Прочитайте приведённый ниже отрывок «Духовный тупик» и ответьте, какими словами Иван Кононов переписал триаду Уварова.

→ **ФРАГМЕНТ ДОКУМЕНТА**
- - -
Духовный тупик

(примечание к «Из переписки муз»)

I

Даже если попытаться оправдать сочинителя стихопьесы «Русский человек» Ивана Кононова за его благие намерения, как бы забыв на минуту иронию мудрости, напоминающей, куда ими выстелена дорога, то и тогда, увы, мы всё-таки попадаем в духовный тупик. Его отождествление церковно-религиозной Троицы (Бог-отец, Бог-сын, Св. дух), символа теократии, сформулированного церковью полторы тысячи лет назад, и национально-монархической триады Уварова (Православие, Самодержавие, Народность), внутриполитического символа русского рабовладельческого общества XIX века, которые он соответственно переписал как «Отец, Сын, Дух» и «Бог, человек, народ» и поставил через уравнивающее тире:

Отец, Сын, Дух –
Бог, человек, народ!
- - -
→ **НАБОР ДАННЫХ**
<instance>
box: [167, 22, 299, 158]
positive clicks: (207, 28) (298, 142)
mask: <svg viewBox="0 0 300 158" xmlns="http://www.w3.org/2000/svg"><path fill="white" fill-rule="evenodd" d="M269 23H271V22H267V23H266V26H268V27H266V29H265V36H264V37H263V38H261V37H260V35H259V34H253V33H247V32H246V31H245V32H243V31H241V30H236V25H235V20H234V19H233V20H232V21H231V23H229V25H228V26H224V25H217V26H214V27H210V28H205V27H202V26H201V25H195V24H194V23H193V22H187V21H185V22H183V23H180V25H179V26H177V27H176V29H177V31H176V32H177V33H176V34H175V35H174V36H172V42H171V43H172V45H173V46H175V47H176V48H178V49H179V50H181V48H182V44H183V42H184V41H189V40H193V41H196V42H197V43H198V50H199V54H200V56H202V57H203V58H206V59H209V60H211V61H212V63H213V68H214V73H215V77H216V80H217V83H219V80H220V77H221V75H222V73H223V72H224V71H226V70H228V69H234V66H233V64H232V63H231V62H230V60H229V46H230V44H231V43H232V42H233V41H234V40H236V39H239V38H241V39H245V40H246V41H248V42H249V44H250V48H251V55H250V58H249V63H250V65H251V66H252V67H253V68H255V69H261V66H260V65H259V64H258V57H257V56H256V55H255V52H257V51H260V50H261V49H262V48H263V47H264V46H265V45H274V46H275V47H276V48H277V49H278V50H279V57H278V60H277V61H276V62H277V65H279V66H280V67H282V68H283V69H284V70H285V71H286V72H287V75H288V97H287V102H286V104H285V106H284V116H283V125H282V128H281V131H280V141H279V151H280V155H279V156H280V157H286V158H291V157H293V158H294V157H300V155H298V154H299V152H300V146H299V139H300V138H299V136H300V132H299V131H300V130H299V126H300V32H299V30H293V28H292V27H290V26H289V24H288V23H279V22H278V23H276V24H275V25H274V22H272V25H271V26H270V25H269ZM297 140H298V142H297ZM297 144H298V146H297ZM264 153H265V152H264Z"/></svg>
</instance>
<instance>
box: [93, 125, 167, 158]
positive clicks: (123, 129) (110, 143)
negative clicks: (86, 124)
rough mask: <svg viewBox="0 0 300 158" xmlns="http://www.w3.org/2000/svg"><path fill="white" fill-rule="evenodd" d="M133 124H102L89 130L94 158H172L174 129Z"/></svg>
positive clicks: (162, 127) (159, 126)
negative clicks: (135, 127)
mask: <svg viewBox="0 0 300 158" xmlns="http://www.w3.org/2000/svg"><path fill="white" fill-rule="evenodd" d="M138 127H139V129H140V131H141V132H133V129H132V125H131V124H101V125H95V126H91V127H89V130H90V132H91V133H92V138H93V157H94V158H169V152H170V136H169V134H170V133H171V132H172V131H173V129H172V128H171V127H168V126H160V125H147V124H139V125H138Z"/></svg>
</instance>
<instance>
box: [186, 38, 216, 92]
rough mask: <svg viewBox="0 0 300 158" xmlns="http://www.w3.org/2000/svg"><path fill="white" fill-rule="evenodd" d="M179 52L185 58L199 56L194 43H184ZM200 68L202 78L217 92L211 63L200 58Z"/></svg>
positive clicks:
- - -
→ **ОТВЕТ НА ЗАДАНИЕ**
Он переписал её как «Бог, человек, народ».